## Start Material provided

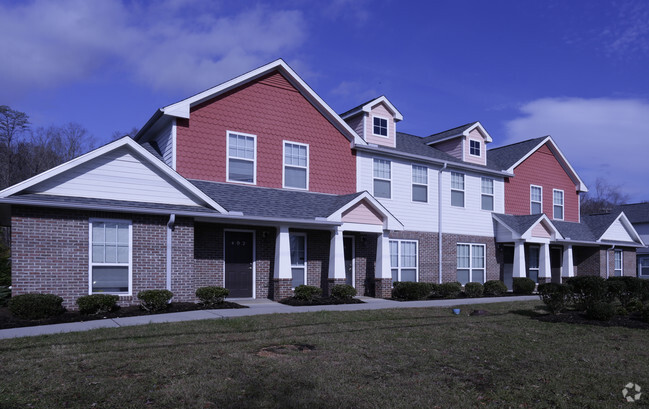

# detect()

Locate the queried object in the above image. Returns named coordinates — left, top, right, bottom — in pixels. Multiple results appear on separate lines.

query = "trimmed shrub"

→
left=392, top=281, right=435, bottom=301
left=77, top=294, right=119, bottom=314
left=538, top=283, right=572, bottom=315
left=566, top=276, right=608, bottom=311
left=438, top=281, right=462, bottom=298
left=512, top=277, right=536, bottom=295
left=464, top=283, right=484, bottom=298
left=137, top=290, right=174, bottom=312
left=586, top=302, right=615, bottom=321
left=196, top=286, right=230, bottom=307
left=483, top=280, right=507, bottom=297
left=331, top=284, right=356, bottom=300
left=9, top=294, right=64, bottom=320
left=294, top=284, right=322, bottom=301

## End Material provided

Reproduce every entry above word for word, leaving out the pictures.

# detect()

Locate the queried object in the above image. Returns named coordinates — left, top, right, bottom — in pixels. Multiple results appear on separate lines.

query = "trimmed shrub"

→
left=392, top=281, right=435, bottom=301
left=77, top=294, right=119, bottom=314
left=538, top=283, right=572, bottom=315
left=566, top=276, right=608, bottom=311
left=438, top=281, right=462, bottom=298
left=512, top=277, right=536, bottom=295
left=464, top=283, right=484, bottom=298
left=137, top=290, right=174, bottom=312
left=586, top=302, right=615, bottom=321
left=196, top=286, right=230, bottom=307
left=483, top=280, right=507, bottom=297
left=331, top=284, right=356, bottom=300
left=9, top=294, right=64, bottom=320
left=294, top=284, right=322, bottom=301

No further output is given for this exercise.